#### What you need to do
What is the count of lines in the records that include "logo"? Reply with that number alone.

### Extracted data ###

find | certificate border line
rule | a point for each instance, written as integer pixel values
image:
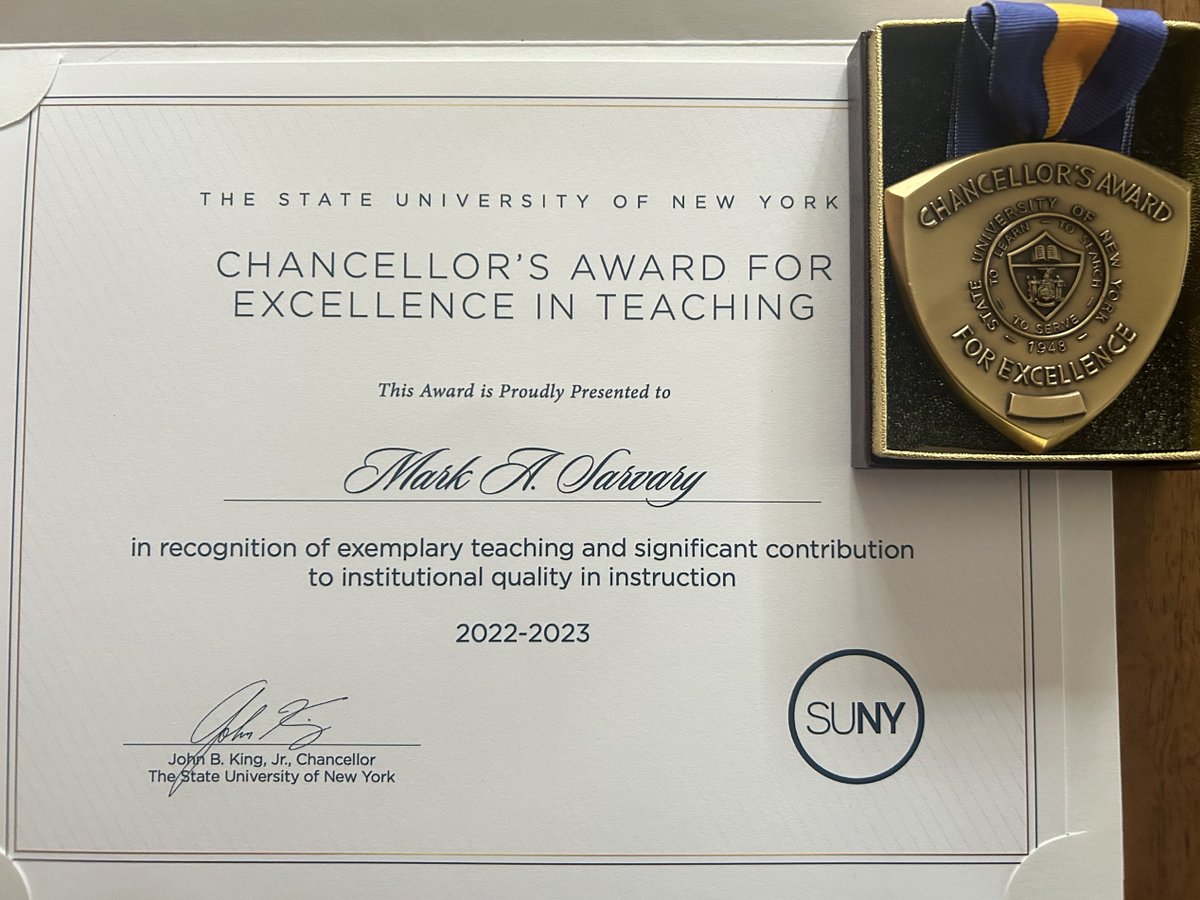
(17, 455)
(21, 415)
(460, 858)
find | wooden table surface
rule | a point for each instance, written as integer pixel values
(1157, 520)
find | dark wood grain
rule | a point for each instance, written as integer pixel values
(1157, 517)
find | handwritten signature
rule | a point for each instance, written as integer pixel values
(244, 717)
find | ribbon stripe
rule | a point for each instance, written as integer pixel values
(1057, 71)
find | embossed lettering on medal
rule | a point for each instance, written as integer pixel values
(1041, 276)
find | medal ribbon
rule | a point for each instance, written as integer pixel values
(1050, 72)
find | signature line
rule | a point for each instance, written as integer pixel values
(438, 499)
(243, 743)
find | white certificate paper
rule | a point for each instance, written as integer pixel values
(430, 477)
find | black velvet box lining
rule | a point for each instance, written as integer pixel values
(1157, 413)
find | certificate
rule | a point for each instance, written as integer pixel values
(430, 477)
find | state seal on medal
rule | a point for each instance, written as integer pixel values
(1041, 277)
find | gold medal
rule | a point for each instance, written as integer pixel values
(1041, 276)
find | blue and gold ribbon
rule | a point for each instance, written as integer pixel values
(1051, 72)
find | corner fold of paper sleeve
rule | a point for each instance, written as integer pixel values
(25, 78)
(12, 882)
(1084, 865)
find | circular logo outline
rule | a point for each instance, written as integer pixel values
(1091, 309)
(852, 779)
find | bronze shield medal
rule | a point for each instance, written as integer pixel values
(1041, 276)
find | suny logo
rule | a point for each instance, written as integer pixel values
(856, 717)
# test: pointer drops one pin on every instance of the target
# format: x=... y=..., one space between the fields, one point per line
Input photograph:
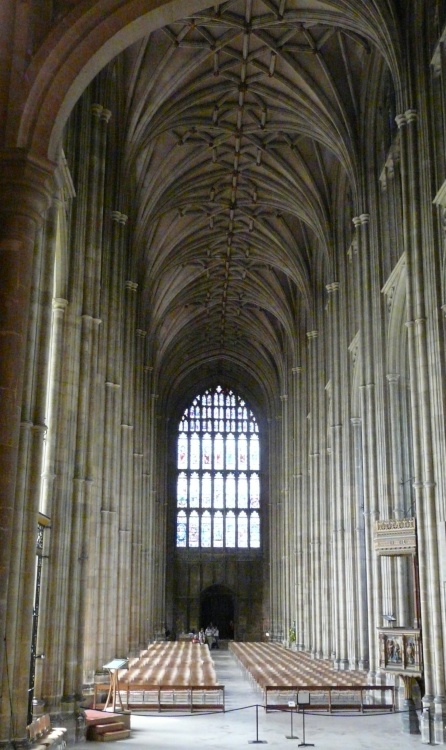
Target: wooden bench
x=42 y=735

###

#### Solution
2